=== Assigned task 1 ===
From the article on spadefoot toads and metamorphosis, print the section from "The researchers found" to "species is fixed.", copied word for word.
=== Assigned task 2 ===
Pick up the article on spadefoot toads and metamorphosis after its last sentence and write what comes next.

Study sheds light on relationship between environment, hormones and evolution
ANN ARBOR—Different species of spadefoot toads approach metamorphosis differently, and it’s all thanks to the pond they grew up in, according to a team of researchers that includes a University of Michigan scientist.
The researchers found that some species can regulate the timing of their metamorphosis by regulating hormone production, while the timing of other species is fixed.
Their study, published in Nature Communications, is one of the first to provide a mechanism—in this case, the differences in the ways metamorphosis is controlled by hormones in different species of spadefoot toad—that underlies a theory called genetic accommodation. The theory was introduced more than 15 years ago by Mary Jane West-Eberhard, an evolutionary biologist who completed all of her degrees at U-M, says study author Robert Denver, a U-M developmental neuroendocrinologist.
In this theory, when organisms of any kind—microbes, plants or animals—experience changes in their environment, over time, that organism may change its phenotype, or its physical characteristics, that develop in reaction to its environment. West-Eberhard suggested that differences between species and new phenotypes can evolve through the changing of their ancestral phenotype. These changes then become fixed through the process of genetic accommodation.
“For this to work, the ancestors must have had the capacity to express a range of phenotypes in response to different environments, a process known as phenotypic plasticity or developmental plasticity.” said Denver, professor and chair of the U-M Department of molecular, Cellular and Developmental Biology.
For example, the way humans look can vary depending on their diets, stress, or a number of other factors.
“We all have a genotype, or genes, that code for proteins that ultimately determine what we look like and what the capacity is for our growth. But within that, there’s a range of body sizes that can be achieved based on the environment,” said Denver, who is also a professor of ecology and evolutionary biology. “As the environmental values shift towards the extremes, natural selection may favor phenotypes that are better able to make a living in the new environment.”
In the toads Denver studied, the key was in whether the ponds of water the tadpoles hatched into were permanent or short lived.
The researchers discovered that the species of spadefoot toad that live in semi-permanent ponds can trigger their own metamorphosis when they sense that their pond is drying up. The activation of their thyroid glands spurs metamorphosis, just as in humans, but the toads also activate their adrenal glands. This produces a stress hormone that accelerates metamorphosis, allowing the tadpole to escape the drying pond and move onto land as a juvenile adult.

=== Record extracts ===
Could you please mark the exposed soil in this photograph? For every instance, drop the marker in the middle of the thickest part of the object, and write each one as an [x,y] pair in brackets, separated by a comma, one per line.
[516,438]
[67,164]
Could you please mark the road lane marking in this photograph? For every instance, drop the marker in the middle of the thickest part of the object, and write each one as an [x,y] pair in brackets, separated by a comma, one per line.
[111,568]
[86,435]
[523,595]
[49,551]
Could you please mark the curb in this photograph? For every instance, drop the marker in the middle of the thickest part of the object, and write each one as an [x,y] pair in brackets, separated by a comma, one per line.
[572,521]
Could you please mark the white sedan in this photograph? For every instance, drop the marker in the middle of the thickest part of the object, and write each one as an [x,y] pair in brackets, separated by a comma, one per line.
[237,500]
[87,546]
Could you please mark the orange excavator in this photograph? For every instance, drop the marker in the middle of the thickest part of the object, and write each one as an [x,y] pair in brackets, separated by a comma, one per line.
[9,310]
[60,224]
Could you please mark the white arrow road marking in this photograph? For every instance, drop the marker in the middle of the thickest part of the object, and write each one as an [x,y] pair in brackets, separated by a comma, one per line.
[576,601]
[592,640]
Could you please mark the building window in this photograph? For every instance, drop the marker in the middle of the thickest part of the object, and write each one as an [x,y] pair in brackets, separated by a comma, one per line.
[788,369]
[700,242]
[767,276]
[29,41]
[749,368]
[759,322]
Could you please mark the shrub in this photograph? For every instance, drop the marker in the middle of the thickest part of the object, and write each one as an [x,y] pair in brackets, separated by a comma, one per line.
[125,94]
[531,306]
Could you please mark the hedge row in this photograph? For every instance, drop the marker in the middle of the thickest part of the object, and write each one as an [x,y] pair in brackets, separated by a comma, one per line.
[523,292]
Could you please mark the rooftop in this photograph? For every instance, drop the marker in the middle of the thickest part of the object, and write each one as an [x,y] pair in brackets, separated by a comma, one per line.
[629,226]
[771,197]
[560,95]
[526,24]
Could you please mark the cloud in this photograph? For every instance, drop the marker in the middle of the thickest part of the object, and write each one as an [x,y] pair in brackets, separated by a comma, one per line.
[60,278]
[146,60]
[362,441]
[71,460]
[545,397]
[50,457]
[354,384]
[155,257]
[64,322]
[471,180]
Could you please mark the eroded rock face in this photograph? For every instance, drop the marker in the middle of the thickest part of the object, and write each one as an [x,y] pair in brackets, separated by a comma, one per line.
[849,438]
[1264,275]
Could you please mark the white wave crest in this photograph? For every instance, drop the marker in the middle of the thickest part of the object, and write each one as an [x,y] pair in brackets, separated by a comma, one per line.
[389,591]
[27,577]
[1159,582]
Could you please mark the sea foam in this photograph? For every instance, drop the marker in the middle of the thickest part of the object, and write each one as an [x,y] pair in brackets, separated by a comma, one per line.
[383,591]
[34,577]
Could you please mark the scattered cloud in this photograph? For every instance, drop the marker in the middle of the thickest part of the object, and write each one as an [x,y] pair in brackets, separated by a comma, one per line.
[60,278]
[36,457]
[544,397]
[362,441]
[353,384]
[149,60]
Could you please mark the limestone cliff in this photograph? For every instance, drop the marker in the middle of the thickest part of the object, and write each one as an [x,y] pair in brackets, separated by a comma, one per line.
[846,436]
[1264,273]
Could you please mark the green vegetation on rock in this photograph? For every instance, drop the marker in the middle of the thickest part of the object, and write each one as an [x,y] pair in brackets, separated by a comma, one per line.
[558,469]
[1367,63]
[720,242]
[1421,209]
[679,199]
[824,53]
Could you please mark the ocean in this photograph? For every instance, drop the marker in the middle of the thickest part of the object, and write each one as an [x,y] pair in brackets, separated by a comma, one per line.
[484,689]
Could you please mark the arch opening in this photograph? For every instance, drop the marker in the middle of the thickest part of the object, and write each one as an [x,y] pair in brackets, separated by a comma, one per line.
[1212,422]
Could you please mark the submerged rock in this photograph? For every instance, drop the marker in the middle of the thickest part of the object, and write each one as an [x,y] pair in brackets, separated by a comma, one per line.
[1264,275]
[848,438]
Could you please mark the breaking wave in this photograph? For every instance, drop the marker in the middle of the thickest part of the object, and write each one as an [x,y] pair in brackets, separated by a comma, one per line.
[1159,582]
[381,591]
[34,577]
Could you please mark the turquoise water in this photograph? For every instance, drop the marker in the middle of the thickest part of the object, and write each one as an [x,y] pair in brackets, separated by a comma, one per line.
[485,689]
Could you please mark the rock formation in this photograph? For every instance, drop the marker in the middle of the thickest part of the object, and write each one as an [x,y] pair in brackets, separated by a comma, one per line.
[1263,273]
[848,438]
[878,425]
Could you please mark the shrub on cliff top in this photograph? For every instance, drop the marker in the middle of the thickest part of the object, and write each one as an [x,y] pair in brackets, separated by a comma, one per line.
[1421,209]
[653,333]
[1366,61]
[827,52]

=== Written reply 1 ===
The researchers found that some species can regulate the timing of their metamorphosis by regulating hormone production, while the timing of other species is fixed.

=== Written reply 2 ===
Other species of spadefoot toads breed in ephemeral pools—for example, pools of water in the Arizona desert that exist for only a few days. These species have a very short developmental period that cannot be altered by the environment that they live in.
The shorter larval period of the spadefoot toads that breed in the ephemeral pools also affects their size as adults. The spadefoot toads that breed in semi-permanent ponds are about the size of half dollars when they metamorphose, while the other species is about the size of a dime, Denver said.
Denver says the common ancestor of spadefoot toads was most likely able to modulate the timing of its metamorphosis, but when some spadefoot toads started living in extremely challenging, arid environments, they shifted their developmental period to a very short, fixed one.
“Their ancestors likely had the capacity to metamorphose over a range of time, for example from two weeks to three months or more,” Denver said. “But over time, either their habitat became much drier, or they happened to move into these dry environments, and the individuals who survived there were the ones that had this very short developmental period.”
In the drier environments, natural selection favored the individual toads with very rapid development but lacked the capacity for varying their rate of development in response to their environment. Instead, their endocrine systems are active much earlier in development, and their tissues became much more sensitive to the hormonal signal.
“Our study is one of the few examples of a physiological/developmental mechanism underlying genetic accommodation,” Denver said.
Denver conducted the research with co-authors Saurabh Kulkarni and Daniel Buchholz in the department of biological sciences at the University of Cincinnati, and Ivan Gomez-Mestre at the Doñana Biological Station in Spain.